=== GIVEN TEXT ===
● ● ●

How to describe DSLs?

ftomassetti · May 26, 2020, 9:04am

I am reflecting on how to present DSLs, for educational and marketing purposes.

The thing which obsesses me is that many persons have just no idea about what DSLs are, and perhaps we are doing a poor job explaining it.

I think that as a community we could benefit a lot if we learned how to communicate better what DSLs are.

So I would like to share my attempts and start a discussion over this. If I had to explain what they are about I would say that they are about:

making it possible for non-developers to do things that normally only developers can do.

Would you agree with that?

Expanding it a bit more we could say that:

The DSL allows the expert to explain their expertise via a DSL that gives feedback to them until the explanation is consistent and is executable. Then they click a button and a “program” is generated so that others in the office can use the generated “program”

I discussed that with persons in my newsletter and some very good points emerged. Here there are some:

A DSL is a notation for the language of the problem area (finance, mechanical engineering, retail inventory, whatever) and not in the language of programming computers. Therefore a person familiar with (and expert in?) the problem area can describe the program using his ordinary (though technical) language - nouns, verbs, adjectives - and expect them to mean the same things they do when he talks about the subject to his peers. And thus, the program he creates with the DSL will behave - and compute! - the way he expects it to.

● ● ●

=== CHALLENGE ===
Could you update the forum post on describing DSLs, starting at "I am reflecting" and ending at "agree with that?", with "non-developers" changed to "domain experts"?

=== RECORDS SUPPLIED ===

● ● ●

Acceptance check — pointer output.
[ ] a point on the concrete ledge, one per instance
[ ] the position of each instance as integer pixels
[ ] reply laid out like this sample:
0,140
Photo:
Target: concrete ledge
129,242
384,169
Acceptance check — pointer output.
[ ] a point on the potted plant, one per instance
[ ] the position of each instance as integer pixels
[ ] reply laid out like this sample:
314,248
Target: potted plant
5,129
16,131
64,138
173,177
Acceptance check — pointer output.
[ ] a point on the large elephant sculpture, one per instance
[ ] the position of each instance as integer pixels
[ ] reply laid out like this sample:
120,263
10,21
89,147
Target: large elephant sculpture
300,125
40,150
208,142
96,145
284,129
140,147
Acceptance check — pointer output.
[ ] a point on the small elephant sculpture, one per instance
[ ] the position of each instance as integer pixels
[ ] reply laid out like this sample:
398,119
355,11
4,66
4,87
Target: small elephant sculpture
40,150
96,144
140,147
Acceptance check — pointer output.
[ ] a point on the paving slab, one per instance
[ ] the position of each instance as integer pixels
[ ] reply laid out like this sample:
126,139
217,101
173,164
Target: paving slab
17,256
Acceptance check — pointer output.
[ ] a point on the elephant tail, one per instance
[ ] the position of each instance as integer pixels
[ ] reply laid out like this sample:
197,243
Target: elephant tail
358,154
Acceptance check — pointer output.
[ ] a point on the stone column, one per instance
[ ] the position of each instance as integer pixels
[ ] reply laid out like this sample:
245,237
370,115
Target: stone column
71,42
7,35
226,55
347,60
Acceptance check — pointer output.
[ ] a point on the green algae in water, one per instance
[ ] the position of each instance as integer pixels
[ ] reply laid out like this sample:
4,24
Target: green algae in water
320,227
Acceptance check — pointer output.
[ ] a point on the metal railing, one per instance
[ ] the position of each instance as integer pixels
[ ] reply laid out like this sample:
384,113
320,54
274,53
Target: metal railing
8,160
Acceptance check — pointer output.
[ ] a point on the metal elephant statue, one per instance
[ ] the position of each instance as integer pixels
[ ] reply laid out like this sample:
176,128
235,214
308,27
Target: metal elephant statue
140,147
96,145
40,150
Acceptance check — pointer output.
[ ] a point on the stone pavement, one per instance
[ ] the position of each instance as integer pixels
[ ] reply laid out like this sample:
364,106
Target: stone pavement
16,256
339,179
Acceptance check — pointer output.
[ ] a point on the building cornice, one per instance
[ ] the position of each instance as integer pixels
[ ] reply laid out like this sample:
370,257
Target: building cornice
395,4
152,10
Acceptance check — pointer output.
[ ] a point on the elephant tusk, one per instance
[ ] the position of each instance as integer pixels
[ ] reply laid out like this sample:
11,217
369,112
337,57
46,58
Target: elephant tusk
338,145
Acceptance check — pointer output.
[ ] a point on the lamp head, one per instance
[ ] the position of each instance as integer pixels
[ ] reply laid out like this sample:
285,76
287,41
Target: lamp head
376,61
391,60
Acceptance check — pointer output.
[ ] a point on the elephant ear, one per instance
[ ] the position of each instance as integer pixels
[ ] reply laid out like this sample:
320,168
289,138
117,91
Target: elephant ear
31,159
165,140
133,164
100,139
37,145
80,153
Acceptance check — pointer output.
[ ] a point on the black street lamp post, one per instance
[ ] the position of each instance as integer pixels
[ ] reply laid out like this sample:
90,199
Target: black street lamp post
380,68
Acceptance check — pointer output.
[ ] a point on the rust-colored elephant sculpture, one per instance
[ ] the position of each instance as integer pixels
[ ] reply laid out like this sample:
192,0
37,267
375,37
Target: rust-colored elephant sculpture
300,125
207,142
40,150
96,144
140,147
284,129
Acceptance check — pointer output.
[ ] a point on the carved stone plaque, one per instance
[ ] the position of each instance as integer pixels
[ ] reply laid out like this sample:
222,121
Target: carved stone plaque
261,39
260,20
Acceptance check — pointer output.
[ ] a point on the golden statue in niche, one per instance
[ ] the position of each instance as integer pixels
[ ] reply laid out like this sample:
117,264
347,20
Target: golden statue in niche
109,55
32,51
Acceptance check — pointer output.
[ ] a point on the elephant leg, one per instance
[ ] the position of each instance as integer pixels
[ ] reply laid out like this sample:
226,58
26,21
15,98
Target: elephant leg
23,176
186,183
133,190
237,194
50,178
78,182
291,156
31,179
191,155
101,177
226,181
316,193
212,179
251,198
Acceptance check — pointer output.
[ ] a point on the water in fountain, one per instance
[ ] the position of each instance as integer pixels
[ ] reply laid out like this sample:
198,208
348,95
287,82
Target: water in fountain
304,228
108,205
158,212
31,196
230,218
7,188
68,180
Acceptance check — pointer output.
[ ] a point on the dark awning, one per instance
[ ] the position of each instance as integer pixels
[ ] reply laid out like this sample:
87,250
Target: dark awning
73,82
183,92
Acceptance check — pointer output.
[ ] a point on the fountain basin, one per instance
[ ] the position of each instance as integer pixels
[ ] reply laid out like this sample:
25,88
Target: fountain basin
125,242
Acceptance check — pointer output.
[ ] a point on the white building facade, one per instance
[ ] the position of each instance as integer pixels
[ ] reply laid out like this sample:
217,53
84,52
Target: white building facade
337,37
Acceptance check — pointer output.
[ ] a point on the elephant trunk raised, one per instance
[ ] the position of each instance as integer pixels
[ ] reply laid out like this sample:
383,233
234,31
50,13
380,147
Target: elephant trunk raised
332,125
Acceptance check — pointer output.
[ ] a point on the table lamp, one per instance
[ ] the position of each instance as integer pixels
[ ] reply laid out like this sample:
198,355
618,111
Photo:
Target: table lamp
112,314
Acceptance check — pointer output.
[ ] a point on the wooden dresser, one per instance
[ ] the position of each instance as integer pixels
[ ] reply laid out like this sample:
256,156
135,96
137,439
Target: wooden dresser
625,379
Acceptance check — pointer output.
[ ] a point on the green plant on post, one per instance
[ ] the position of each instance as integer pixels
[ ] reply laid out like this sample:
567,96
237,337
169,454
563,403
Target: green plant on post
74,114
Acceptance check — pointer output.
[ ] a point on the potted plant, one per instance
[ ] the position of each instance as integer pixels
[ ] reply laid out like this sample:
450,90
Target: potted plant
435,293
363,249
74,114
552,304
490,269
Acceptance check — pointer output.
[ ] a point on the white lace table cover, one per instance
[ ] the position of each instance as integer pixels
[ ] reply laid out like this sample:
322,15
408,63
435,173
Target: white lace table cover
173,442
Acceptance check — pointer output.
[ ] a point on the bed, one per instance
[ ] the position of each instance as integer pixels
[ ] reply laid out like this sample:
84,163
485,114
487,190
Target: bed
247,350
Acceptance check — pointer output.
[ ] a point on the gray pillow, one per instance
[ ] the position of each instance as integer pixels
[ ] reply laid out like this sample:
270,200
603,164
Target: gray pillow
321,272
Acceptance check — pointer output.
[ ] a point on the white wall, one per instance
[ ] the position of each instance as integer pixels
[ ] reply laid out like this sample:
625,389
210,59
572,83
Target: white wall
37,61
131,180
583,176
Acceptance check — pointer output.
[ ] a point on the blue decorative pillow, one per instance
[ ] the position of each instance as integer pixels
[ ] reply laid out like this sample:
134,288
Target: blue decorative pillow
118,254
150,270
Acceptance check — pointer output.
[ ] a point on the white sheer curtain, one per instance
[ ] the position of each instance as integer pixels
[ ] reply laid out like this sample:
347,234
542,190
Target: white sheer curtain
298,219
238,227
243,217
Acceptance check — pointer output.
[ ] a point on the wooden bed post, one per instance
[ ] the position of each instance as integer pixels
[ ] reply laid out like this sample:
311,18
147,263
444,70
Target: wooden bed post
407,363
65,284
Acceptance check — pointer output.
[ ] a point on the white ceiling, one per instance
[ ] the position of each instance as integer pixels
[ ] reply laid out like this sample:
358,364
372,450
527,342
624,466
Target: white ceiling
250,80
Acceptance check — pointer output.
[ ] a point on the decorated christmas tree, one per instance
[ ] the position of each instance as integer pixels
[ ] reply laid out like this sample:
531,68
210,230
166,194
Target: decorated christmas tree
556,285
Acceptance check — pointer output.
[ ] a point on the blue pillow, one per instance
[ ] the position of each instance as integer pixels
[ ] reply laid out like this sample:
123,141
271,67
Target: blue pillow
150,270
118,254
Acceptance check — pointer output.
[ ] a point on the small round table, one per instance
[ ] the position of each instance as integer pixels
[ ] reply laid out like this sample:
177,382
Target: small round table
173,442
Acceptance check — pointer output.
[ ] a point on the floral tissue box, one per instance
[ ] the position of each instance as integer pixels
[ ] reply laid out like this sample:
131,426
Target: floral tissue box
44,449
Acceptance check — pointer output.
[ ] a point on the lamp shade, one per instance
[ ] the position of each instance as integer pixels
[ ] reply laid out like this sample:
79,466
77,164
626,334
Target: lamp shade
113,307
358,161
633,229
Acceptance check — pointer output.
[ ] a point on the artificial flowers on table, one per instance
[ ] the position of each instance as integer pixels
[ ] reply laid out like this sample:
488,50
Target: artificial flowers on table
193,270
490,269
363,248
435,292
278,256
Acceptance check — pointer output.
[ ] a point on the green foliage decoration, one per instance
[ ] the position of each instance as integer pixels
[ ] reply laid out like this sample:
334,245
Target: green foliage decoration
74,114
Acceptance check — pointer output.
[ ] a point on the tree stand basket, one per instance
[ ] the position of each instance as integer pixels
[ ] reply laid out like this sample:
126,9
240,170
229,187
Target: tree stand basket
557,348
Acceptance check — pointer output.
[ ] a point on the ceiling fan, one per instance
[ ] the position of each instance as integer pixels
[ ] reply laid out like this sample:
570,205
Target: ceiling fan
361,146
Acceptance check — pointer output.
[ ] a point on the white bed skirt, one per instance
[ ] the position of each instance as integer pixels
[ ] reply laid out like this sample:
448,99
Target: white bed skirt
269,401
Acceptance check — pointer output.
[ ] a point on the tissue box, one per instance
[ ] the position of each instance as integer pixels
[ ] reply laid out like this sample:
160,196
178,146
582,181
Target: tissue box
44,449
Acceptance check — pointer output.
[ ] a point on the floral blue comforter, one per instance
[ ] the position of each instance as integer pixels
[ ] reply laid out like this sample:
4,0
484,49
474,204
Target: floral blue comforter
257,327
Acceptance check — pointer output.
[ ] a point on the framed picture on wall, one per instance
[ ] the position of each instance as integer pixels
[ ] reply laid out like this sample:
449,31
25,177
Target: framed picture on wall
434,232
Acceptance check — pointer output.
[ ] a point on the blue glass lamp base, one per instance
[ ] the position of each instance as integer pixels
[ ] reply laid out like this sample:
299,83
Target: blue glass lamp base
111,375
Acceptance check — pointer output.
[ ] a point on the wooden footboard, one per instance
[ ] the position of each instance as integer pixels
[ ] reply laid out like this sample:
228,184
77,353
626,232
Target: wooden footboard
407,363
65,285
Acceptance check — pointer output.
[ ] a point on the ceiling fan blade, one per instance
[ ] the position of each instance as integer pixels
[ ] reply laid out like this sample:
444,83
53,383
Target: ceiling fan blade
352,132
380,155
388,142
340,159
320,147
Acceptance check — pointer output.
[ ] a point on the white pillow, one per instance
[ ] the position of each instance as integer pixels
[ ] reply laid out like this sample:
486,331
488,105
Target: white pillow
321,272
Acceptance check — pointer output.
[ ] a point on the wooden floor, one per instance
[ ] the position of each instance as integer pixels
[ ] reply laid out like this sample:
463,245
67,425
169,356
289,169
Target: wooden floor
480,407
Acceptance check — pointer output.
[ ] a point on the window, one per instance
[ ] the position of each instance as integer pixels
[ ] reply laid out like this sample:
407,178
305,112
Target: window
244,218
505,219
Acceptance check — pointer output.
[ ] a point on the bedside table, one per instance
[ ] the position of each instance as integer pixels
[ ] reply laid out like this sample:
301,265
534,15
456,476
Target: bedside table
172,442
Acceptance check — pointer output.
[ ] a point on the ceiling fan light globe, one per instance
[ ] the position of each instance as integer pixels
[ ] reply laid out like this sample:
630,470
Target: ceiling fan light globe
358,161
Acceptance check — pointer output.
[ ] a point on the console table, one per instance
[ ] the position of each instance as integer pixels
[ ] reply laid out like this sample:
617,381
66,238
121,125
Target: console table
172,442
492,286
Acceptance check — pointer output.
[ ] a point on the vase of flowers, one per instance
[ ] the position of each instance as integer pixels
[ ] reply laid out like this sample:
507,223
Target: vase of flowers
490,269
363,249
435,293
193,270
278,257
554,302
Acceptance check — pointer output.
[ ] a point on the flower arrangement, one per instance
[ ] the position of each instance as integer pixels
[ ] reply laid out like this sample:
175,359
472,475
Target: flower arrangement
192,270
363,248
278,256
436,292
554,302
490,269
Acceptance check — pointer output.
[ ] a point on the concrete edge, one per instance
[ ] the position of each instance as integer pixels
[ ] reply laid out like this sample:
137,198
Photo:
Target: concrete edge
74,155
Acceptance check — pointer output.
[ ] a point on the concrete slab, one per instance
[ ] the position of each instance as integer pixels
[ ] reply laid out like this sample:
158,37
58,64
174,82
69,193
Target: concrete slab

● ● ●

=== FINAL RESULT ===
I am reflecting on how to present DSLs, for educational and marketing purposes.

The thing which obsesses me is that many persons have just no idea about what DSLs are, and perhaps we are doing a poor job explaining it.

I think that as a community we could benefit a lot if we learned how to communicate better what DSLs are.

So I would like to share my attempts and start a discussion over this. If I had to explain what they are about I would say that they are about:

making it possible for domain experts to do things that normally only developers can do.

Would you agree with that?